**Records from a collection:**
════════════════

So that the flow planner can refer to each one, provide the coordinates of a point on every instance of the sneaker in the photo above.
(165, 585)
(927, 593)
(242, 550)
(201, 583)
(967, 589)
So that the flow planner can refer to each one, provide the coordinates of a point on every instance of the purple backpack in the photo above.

════════════════

**Work to be completed:** Rewrite every item above, replacing "flow planner" with "route planner" wherever it occurs and leaving everything else unchanged.

**Task answer:**
So that the route planner can refer to each one, provide the coordinates of a point on every instance of the sneaker in the photo above.
(165, 585)
(927, 593)
(242, 550)
(201, 583)
(967, 589)
So that the route planner can refer to each one, provide the coordinates of a point on every instance of the purple backpack in the photo above.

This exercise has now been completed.